### Excerpted records ###

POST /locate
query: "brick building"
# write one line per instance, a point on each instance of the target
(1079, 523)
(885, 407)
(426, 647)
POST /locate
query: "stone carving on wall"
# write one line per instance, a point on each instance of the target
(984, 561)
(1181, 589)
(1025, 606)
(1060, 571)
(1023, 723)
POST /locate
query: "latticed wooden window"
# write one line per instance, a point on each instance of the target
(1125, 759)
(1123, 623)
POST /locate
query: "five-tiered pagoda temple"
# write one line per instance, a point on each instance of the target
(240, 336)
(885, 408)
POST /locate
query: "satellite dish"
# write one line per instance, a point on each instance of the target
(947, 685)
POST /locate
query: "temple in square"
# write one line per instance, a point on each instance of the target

###

Task prompt: Reproduce every line of the listing above, character for character, changing and adding nothing.

Written answer:
POST /locate
query: "brick building"
# write one line per instance, a point on each instance of the target
(1079, 523)
(885, 407)
(426, 647)
POST /locate
query: "stone carving on wall"
# write one line per instance, a point on each instance of the target
(984, 561)
(1181, 589)
(1025, 606)
(1060, 571)
(1023, 723)
POST /locate
query: "latticed wooden window"
# write one line per instance, a point on each instance of the target
(1125, 759)
(1123, 623)
POST /locate
query: "five-tiered pagoda temple"
# write one line per instance, a point on each instance of the target
(240, 336)
(885, 408)
POST /locate
query: "satellite dish"
# write one line per instance, a point on each instance of the target
(947, 685)
POST /locate
query: "temple in square"
# write one line per instance, a point on each instance of the target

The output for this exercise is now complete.